Your task is to copy the listing exactly. Drop any pictures from the copy.

Material supplied -
*****

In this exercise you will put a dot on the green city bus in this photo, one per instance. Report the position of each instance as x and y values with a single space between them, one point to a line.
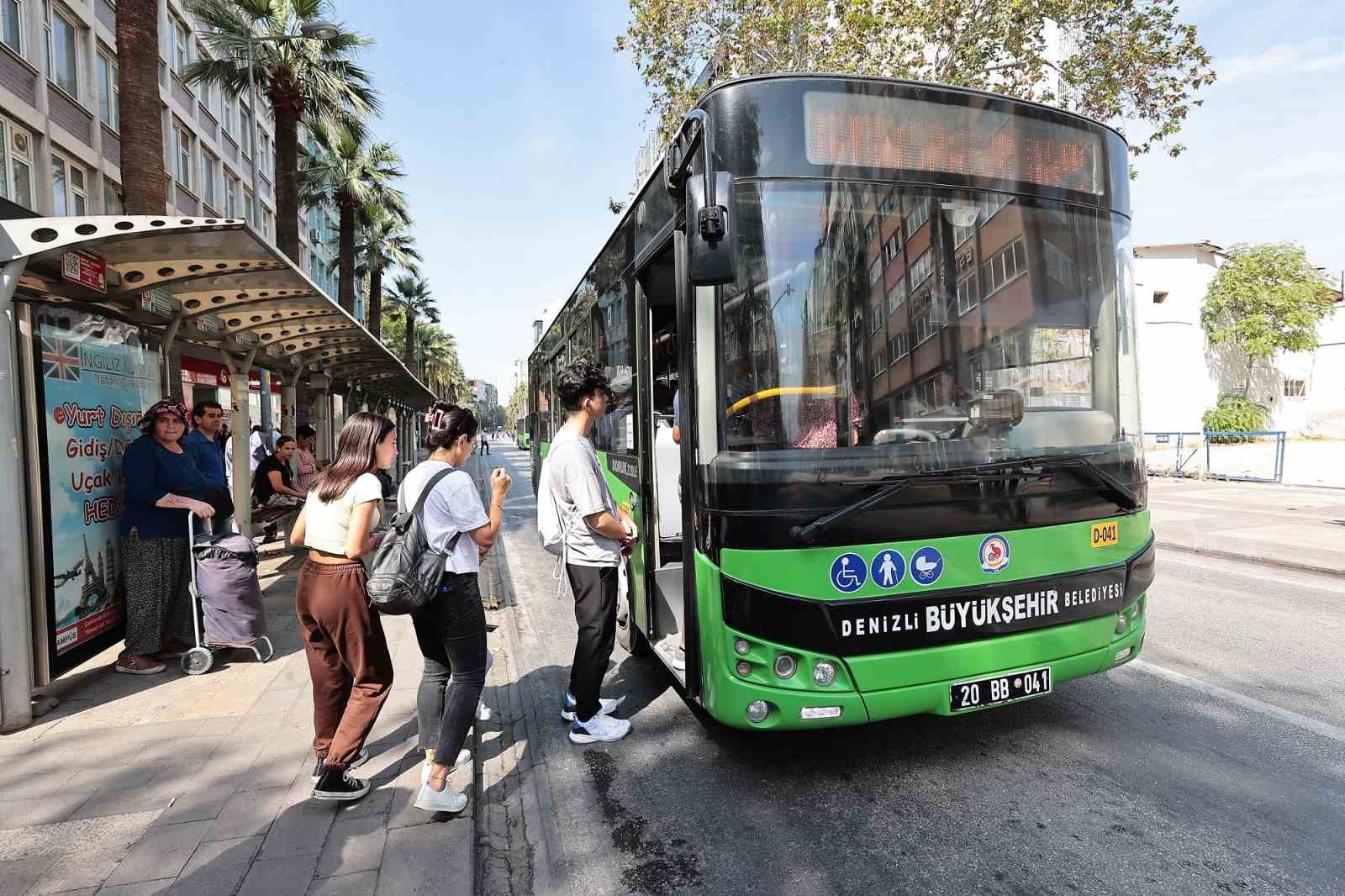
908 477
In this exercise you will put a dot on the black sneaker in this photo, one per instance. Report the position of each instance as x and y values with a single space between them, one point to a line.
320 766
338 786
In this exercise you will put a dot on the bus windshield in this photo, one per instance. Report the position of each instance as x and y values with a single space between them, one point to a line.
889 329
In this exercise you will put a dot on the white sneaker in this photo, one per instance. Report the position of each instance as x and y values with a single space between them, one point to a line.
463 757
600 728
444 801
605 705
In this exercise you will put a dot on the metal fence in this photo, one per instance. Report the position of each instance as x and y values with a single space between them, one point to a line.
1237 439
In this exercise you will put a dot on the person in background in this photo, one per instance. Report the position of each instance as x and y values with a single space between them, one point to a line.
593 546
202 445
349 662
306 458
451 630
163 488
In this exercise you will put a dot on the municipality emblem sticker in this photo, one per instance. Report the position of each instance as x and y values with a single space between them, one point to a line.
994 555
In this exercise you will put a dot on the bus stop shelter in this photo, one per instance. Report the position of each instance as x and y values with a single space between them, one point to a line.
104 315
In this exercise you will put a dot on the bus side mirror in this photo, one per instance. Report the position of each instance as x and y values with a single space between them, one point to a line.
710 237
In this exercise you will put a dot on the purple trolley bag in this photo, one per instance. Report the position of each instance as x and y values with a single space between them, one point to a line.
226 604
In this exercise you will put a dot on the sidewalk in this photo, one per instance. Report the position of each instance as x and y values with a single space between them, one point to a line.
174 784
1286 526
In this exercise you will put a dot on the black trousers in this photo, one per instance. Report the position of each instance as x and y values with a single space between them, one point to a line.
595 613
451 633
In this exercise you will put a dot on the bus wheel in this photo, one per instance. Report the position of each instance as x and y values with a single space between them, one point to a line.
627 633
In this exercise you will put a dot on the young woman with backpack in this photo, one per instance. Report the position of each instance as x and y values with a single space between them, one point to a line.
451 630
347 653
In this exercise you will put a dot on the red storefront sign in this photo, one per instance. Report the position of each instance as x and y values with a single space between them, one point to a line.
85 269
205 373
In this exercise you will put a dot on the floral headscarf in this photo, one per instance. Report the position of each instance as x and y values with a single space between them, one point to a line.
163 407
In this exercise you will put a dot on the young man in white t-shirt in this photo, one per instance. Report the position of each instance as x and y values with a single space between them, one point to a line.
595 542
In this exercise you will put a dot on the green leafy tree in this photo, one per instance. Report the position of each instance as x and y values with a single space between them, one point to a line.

*****

Answer to this task -
In this exercise you will put a dot on the green city bus in this photo, one per instance. Report the position of each instance as x and y values with a single space between them, one point to a line.
908 477
In this exercise you will put a dot on the black sneaker in this photo, one per instance. Report the position of each instance as x and y values with a single space between them, one point to a line.
320 766
338 786
In this exercise you will put a dot on the bus windshield in this photo, one per instance. Report the position of each instance as x and y values with a single space between them, one point to a line.
889 329
In this exercise you will put a dot on the white sneaker in this photo, one per instance. Report the position of each instance as x and y values with a single space between them, one point to a line.
463 757
600 728
444 801
605 705
In this exercise you will put a dot on the metal fence in this photo, one per instance. Report the position of each instance as x and y values with a single space between them, one point to a line.
1237 439
In this exercise you will put a dot on the person in background in this photo, one per instance. Report the position of each instance as x and y values with a single space between them, one point to a line.
593 546
202 445
349 662
306 458
451 630
163 488
In this exercise you will put a dot on the municipality emblem sticker in this photo, one per instance. Report the position of each instance as x and y values with a single space between them, one point to a line.
994 555
In this exercise you will put a dot on the bus stop shelter in this photo, one per instance. Report the position of each instance as x and y values with a single space between them, one point to a line.
104 315
In this exercise you will put a dot on the bus side mirror in this photo, one per instance. Report the position of each instance as x and y values with a single space between them, one point to a line.
710 237
In this exercise you will put a dot on the purple trolley bag in this photo, one per instance. Report the position of each instance as x and y values with a single space between them, one point to a line.
226 604
In this exercise you will put a dot on the sidewalk in this photo, one per instance. Report the position of each instance as x and y values with a single space between them, one point to a line.
174 784
1286 526
In this exercise you will put a dot on the black trousers in this photo, one per instance. Report the position of each instance as x and y values with a single space between them, one point to a line.
595 613
451 633
In this exercise you will put a dot on the bus wheel in this photo, one per instance. Report the position of each instance as x and y values with a single space between them, one point to a line.
627 633
In this exercise you will put a dot on the young woman with backpack in this photo, one per instance. Report the position of each instance as x and y values with a single space between them, one point to a line.
451 630
347 653
In this exercise you will put a dot on the red storefront sign in this photo, one per instance. Report the position of each instance as x and y values with a single space between them, one point to a line.
85 269
205 373
In this exercise you will put a dot on the floral headscarf in this photo, one per instance. Report the position of each instance as x and y values with a single space between them, one point to a line.
163 407
In this exercise you will put a dot on the young man in white t-shirt in this photo, one per instance. Report the position of each instance as x and y values with a single space between them, one point to a line.
595 542
In this exercise you will put a dot on the green leafy tree in this photo, one per instance. Report the position of each instance as x and y values with a single space between them, one point to a line.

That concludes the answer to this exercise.